**TASK GOAL**
Could you repeat every line of the material below, word for word and in the same order?

**DATASET ROWS**
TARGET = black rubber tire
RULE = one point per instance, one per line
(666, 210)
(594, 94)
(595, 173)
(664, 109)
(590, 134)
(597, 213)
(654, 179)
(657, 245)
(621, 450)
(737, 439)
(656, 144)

**SOLVED PROBLEM**
TARGET = black rubber tire
RULE = one point per instance, one per line
(666, 210)
(594, 94)
(595, 173)
(664, 109)
(590, 134)
(597, 213)
(654, 179)
(657, 245)
(621, 450)
(737, 439)
(656, 144)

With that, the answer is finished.